_Выполните задание_. Перепечатайте из текста о пролетарском зрителе фрагмент от слов «Если судить по» вплоть до слов «актера необходимы пролетарию.» включительно, ничего не меняя.

_Текст документа_.
------------------------------------------------------------

Но неужели современная изощренность внешней художественной формы родилась от примитивного вкуса пролетария, а не от гурманства и изысканности зрителя прежней, буржуазной культуры? Неужели современный "гротеск" не есть порождение пресыщенности, о которой говорит пословица, что "от хорошей пищи на капусту позывает"?
Если судить по посещаемости театров, пролетарский зритель стремится туда, где можно посмеяться и поплакать подлинными слезами, идущими изнутри. Ему нужна не изощренная форма, а жизнь человеческого духа, выраженная в простой и понятной, незамысловатой, но сильной и убедительной форме. Он и в искусстве, как и в еде, не привык к пикантностям и гастрономической остроте, которые возбуждают аппетит.
Он голоден духовным голодом и хочет простой питательной пищи для души. А ее-то труднее всего приготовить в нашем искусстве.
Беда в том, что содержательная простота богатой фантазии – самое трудное в нашем деле, и ее-то больше всего боятся и избегают те, кто не дошел до степени мастера в нашем актерском деле.
Пусть же скорее будет изжит опасный и вредный предрассудок, будто внешнее искусство, внешняя игра актера необходимы пролетарию.

------------------------------------------------------------

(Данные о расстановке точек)

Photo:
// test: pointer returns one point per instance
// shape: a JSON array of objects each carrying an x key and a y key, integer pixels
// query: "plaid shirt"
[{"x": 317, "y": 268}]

------------------------------------------------------------

_Решение задания_.
Если судить по посещаемости театров, пролетарский зритель стремится туда, где можно посмеяться и поплакать подлинными слезами, идущими изнутри. Ему нужна не изощренная форма, а жизнь человеческого духа, выраженная в простой и понятной, незамысловатой, но сильной и убедительной форме. Он и в искусстве, как и в еде, не привык к пикантностям и гастрономической остроте, которые возбуждают аппетит.
Он голоден духовным голодом и хочет простой питательной пищи для души. А ее-то труднее всего приготовить в нашем искусстве.
Беда в том, что содержательная простота богатой фантазии – самое трудное в нашем деле, и ее-то больше всего боятся и избегают те, кто не дошел до степени мастера в нашем актерском деле.
Пусть же скорее будет изжит опасный и вредный предрассудок, будто внешнее искусство, внешняя игра актера необходимы пролетарию.